■ Passage provided ■

Other factors might weigh in. Deuteronomy records that Moses died at age 120 in view of the Promised Land, though his “eyes were undimmed and his vigor unabated.” And he had wandered the desert for 40 years, certainly filling his lungs with harsh particles and eating whatever became available.

Far be it from me to question Old Testament record-keeping. I like the idea that someone with a divine mission gets an exemption from the restrictions of an earthly body.

In most parts of the developed world, life expectancy stands as something both very personal and a more broadly considered indicator.

The large sample size of a country’s population provides a sort of wellness check, a number as easily recognized and understood as an under-the-tongue thermometer.

Unlike a fever measurement, though, the higher the number in life expectancy, the greater the cause for a high-five.

Take in the greater number, compare it to your own chronology and, while still standing upright and taking in breath, you might think, “Look at me, I’m doing all right.”

Even with a raging case of whatever might be going around, some assurance settles upon you.

Of course, the large sample size also contains subsets, the vital statistics therein giving way to greater pessimism.

■ Set exercise 1 ■
Copy out the passage on life expectancy word for word.

■ Entries shown ■
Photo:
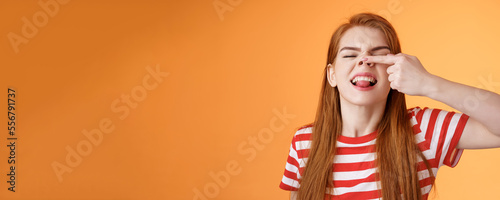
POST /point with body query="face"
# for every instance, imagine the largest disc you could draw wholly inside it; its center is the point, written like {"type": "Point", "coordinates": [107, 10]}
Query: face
{"type": "Point", "coordinates": [360, 83]}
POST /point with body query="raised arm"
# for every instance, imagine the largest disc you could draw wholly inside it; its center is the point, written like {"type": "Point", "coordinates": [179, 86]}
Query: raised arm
{"type": "Point", "coordinates": [408, 76]}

■ Set exercise 2 ■
Rewrite the entries with "raised arm" swapped for "lifted arm" and nothing else altered, omitting the pictures.

■ Written reply 1 ■
Other factors might weigh in. Deuteronomy records that Moses died at age 120 in view of the Promised Land, though his “eyes were undimmed and his vigor unabated.” And he had wandered the desert for 40 years, certainly filling his lungs with harsh particles and eating whatever became available.

Far be it from me to question Old Testament record-keeping. I like the idea that someone with a divine mission gets an exemption from the restrictions of an earthly body.

In most parts of the developed world, life expectancy stands as something both very personal and a more broadly considered indicator.

The large sample size of a country’s population provides a sort of wellness check, a number as easily recognized and understood as an under-the-tongue thermometer.

Unlike a fever measurement, though, the higher the number in life expectancy, the greater the cause for a high-five.

Take in the greater number, compare it to your own chronology and, while still standing upright and taking in breath, you might think, “Look at me, I’m doing all right.”

Even with a raging case of whatever might be going around, some assurance settles upon you.

Of course, the large sample size also contains subsets, the vital statistics therein giving way to greater pessimism.

■ Written reply 2 ■
Photo:
POST /point with body query="face"
# for every instance, imagine the largest disc you could draw wholly inside it; its center is the point, written like {"type": "Point", "coordinates": [107, 10]}
Query: face
{"type": "Point", "coordinates": [360, 83]}
POST /point with body query="lifted arm"
# for every instance, imagine the largest disc you could draw wholly inside it; its center is the point, written like {"type": "Point", "coordinates": [179, 86]}
Query: lifted arm
{"type": "Point", "coordinates": [408, 76]}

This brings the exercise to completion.